## Problem to solve
Pick up the DTrace mailing-list thread about sizing the buffers BPF map and continue it from its final line.

## Selection

[DTrace-devel] [PATCH] bpf: allocate the buffers BPF map to fit highest CPU id

Fri Dec 12 05:34:31 UTC 2025

On Fri, Dec 12, 2025 at 12:14:20AM -0500, Eugene Loh wrote:
> On 12/11/25 23:36, Kris Van Hees wrote:
> 
> > On Thu, Dec 11, 2025 at 06:16:37PM -0500, Eugene Loh wrote:
> > > On 12/11/25 17:22, Kris Van Hees via DTrace-devel wrote:
> > > 
> > > > Even when less than the possible number of CPUs are online, the 'buffers'
> > > > BPF map should be allocated based on the highest possible CPU id because
> > > > probe data is written to the bufer
> > > I guess a problem here is that we do not test this case.  It would be hard,
> > > but I suppose we should change this situation?
> > I am not entirely sure we *can* test this properly specialized configs.  The
> > problem came to light on a configuration that conveniently demonstrated the
> > problem because of a large gap of unavailable CPUs (0-127 possible, but only
> > 0-7,100-127 were online).  Because in that situation, it is quite likely that
> > the CPU on which the events we are interested in occur falls beyond the end
> > of the buffers BPF map.
> 
> I think at some level we agree that it is possible to test but that it can
> be hard to do so (automated, regular, etc.).

Yes, but quite difficult and very specialized.

> > > What are the chances of our at least writing out what is per online CPU and
> > > what is per possible CPU id?  That way, a future developer would (hopefully)
> > > not have to reverse engineer this stuff.
> > What do you mean?  What is not clear about the current implementation?  I
> > do not think that there was an issue here of things not being documented
> > sufficiently - I simply made a silly mistake in the code.
> 
> Maybe I just get easily confused, but it seems to me someone needs to reason
> through the code carefully to track what is per on-line-cpu index, what is
> per cpu id, etc.  E.g., the "aggs" map is made with ncpus (which in that
> case is max_cpuid+1) and the "cpuinfo" map is made with ncpus (which in that
> case is num_online_cpus).  So for someone like me, it'd be nice to say what
> I should index with what.

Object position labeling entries
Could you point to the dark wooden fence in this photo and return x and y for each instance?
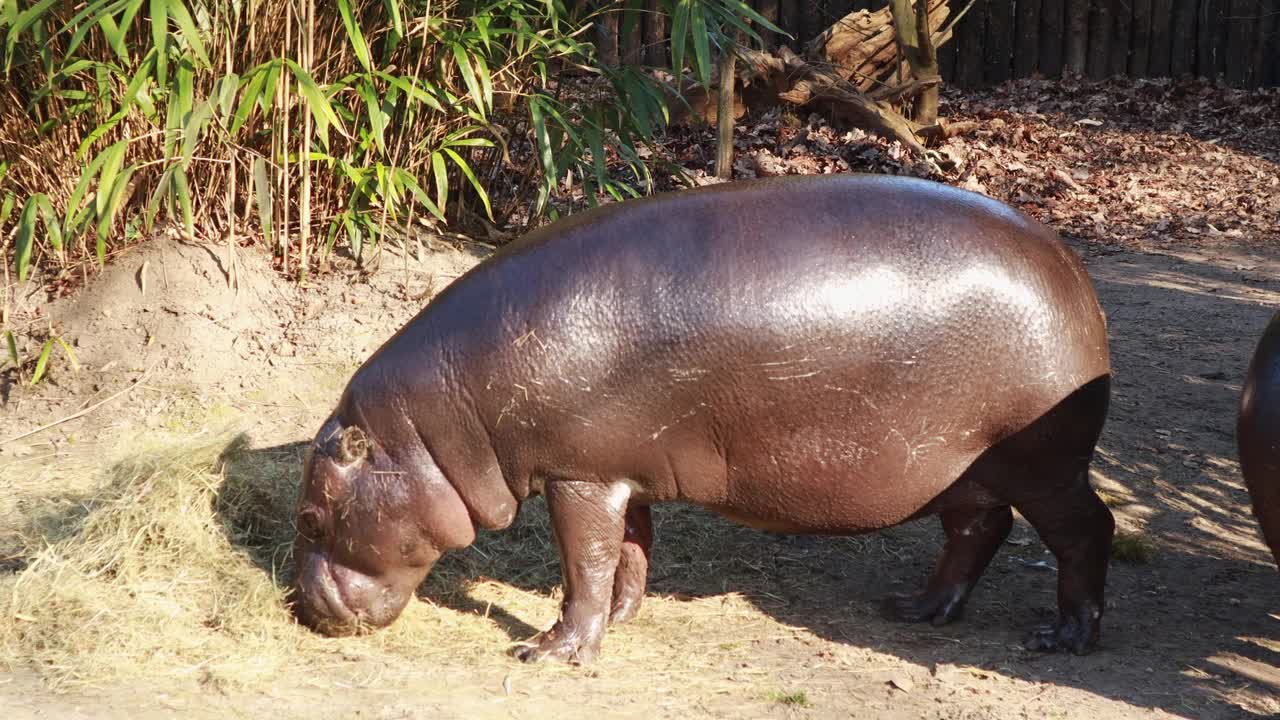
(1232, 41)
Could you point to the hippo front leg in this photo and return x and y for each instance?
(632, 574)
(588, 520)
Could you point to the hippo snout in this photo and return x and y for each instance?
(336, 601)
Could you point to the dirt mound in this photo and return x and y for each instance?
(172, 304)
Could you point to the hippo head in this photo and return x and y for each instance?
(370, 527)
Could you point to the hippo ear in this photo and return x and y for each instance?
(352, 446)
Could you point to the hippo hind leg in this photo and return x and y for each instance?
(632, 574)
(1046, 478)
(973, 537)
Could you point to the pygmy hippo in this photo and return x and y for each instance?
(1257, 434)
(804, 355)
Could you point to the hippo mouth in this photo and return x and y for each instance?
(320, 605)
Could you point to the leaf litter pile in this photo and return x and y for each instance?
(176, 560)
(1120, 163)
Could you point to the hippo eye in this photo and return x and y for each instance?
(310, 524)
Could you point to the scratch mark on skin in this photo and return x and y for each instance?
(795, 377)
(506, 410)
(530, 336)
(676, 422)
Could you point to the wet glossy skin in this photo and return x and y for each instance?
(804, 355)
(1258, 434)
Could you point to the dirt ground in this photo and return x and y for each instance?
(737, 623)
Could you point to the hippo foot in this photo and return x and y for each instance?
(936, 607)
(1073, 634)
(561, 646)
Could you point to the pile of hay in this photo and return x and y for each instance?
(177, 565)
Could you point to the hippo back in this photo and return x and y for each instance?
(787, 336)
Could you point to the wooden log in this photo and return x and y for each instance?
(1100, 39)
(1161, 36)
(1239, 40)
(1052, 36)
(973, 30)
(999, 46)
(1141, 39)
(1027, 37)
(1121, 17)
(656, 33)
(1077, 36)
(725, 117)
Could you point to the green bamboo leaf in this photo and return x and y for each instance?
(224, 90)
(193, 131)
(164, 186)
(13, 349)
(263, 192)
(252, 92)
(376, 117)
(26, 237)
(7, 206)
(160, 39)
(71, 354)
(106, 219)
(475, 183)
(316, 101)
(411, 183)
(408, 87)
(485, 82)
(22, 23)
(42, 361)
(355, 35)
(442, 180)
(680, 36)
(190, 32)
(53, 228)
(183, 192)
(702, 45)
(469, 77)
(112, 160)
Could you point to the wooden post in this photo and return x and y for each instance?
(654, 33)
(768, 10)
(790, 10)
(1141, 37)
(1183, 45)
(1100, 40)
(1077, 36)
(973, 28)
(1161, 35)
(1027, 37)
(999, 49)
(607, 33)
(1121, 19)
(725, 113)
(1052, 26)
(1239, 40)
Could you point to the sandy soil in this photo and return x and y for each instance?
(737, 623)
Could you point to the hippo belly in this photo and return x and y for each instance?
(1258, 434)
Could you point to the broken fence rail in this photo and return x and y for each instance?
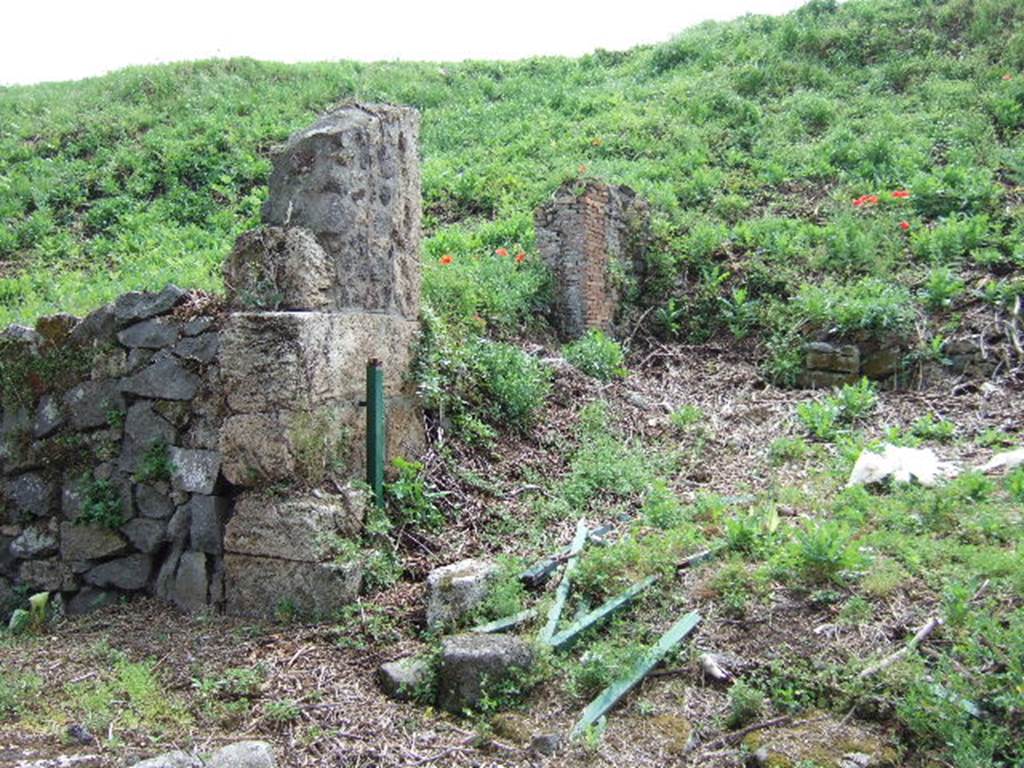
(610, 695)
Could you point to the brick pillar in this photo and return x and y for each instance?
(592, 238)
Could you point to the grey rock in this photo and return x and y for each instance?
(195, 471)
(89, 599)
(291, 527)
(31, 494)
(171, 760)
(192, 583)
(200, 348)
(454, 591)
(151, 503)
(244, 755)
(179, 524)
(131, 572)
(207, 528)
(137, 306)
(145, 535)
(89, 403)
(48, 417)
(143, 428)
(89, 542)
(546, 743)
(353, 180)
(472, 664)
(51, 574)
(256, 586)
(401, 678)
(34, 542)
(163, 379)
(198, 326)
(151, 334)
(97, 327)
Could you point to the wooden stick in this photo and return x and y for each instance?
(892, 658)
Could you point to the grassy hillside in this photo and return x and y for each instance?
(752, 138)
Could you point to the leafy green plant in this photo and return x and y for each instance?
(101, 504)
(597, 355)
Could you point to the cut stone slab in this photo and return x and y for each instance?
(31, 494)
(137, 305)
(195, 471)
(352, 179)
(192, 583)
(400, 679)
(34, 542)
(280, 268)
(291, 527)
(151, 334)
(164, 379)
(244, 755)
(207, 527)
(89, 403)
(131, 572)
(257, 586)
(88, 542)
(454, 591)
(471, 665)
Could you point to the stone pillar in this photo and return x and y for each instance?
(593, 238)
(331, 281)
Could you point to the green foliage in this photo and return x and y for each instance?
(409, 500)
(156, 465)
(745, 705)
(597, 355)
(101, 504)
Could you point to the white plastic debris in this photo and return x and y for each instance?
(1006, 460)
(901, 464)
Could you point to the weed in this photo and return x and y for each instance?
(597, 355)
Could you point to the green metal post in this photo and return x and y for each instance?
(375, 430)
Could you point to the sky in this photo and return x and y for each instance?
(46, 40)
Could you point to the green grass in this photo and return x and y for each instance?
(751, 138)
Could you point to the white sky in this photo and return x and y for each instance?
(45, 40)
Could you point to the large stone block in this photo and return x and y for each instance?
(353, 180)
(259, 586)
(290, 527)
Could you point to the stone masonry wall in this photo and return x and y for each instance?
(111, 475)
(214, 461)
(592, 238)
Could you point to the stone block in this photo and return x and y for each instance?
(136, 305)
(280, 268)
(454, 591)
(844, 358)
(292, 527)
(89, 403)
(131, 572)
(474, 665)
(258, 586)
(207, 526)
(195, 471)
(150, 334)
(352, 179)
(164, 379)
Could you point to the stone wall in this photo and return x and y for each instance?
(216, 456)
(592, 236)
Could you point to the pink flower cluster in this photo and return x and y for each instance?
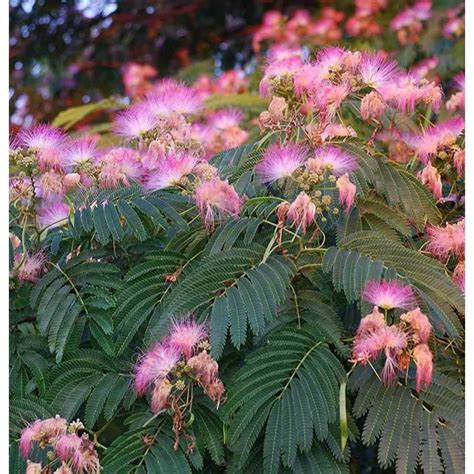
(408, 23)
(174, 364)
(364, 23)
(299, 28)
(167, 138)
(76, 452)
(448, 241)
(337, 75)
(398, 343)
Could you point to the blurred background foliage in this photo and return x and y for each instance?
(65, 53)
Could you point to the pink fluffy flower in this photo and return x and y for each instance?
(431, 178)
(71, 180)
(377, 71)
(422, 68)
(458, 162)
(186, 335)
(459, 276)
(171, 97)
(457, 100)
(216, 196)
(41, 431)
(447, 240)
(169, 171)
(389, 294)
(135, 121)
(52, 215)
(79, 451)
(155, 364)
(372, 106)
(420, 324)
(333, 159)
(281, 51)
(31, 267)
(67, 446)
(424, 366)
(29, 435)
(347, 192)
(51, 186)
(393, 342)
(41, 137)
(328, 97)
(280, 161)
(435, 137)
(278, 70)
(86, 458)
(48, 142)
(302, 211)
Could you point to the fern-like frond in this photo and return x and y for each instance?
(287, 389)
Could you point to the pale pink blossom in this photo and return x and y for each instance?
(435, 137)
(458, 162)
(278, 70)
(155, 364)
(135, 121)
(372, 106)
(31, 267)
(420, 324)
(186, 335)
(41, 431)
(169, 171)
(431, 178)
(79, 152)
(71, 180)
(347, 192)
(171, 97)
(51, 186)
(459, 276)
(216, 196)
(333, 159)
(67, 445)
(302, 212)
(377, 71)
(52, 215)
(205, 367)
(119, 166)
(15, 241)
(389, 294)
(424, 366)
(280, 161)
(447, 240)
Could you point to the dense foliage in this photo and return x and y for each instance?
(219, 280)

## Written response
> 
> IIUC, there is no documentation, let alone safeguard, that these per-CPU
> things are being addressed correctly.  Instead, we are to read the code and
> reason locally about whether that is right or not.  And then we do not
> (regularly) test the whole thing?  That just feels brittle.

Well, yes and no.  We have BPF array maps and we have BPF hash maps.  We always
index CPU-specific information by CPU id.  When we index an array, the array
needs to have sufficient slots to support indexing by the highest CPU id.  When
we index a hash map, it needs to have sufficient slots to support the *number*
of online CPUs.  That is where the difference lies.  It is not really an
aspect of our code, but rather the nature of array vs hashtable.

> One thing I do when I look at a patch is ask myself whether a problem that's
> being fixed needs to be fixed in some other locations as well.  I didn't do
> that here since that's time-consuming and tedious.  I guess it's a question
> of how thorough one wants to be. E.g., "We fixed a bug, so we're done."  Or,
> "We found a problem that could occur in very many places, so let's check
> them all."  Or, "We got bitten by this problem, so we really need to test
> for it."  Or, "We only have so much time, so we just need to move on and
> hope for the best without thorough code inspection or regular testing."
> There's a judgment call to be made.  Certainly fixing one bug is good.

Whenever I fix a bug, I do the same :)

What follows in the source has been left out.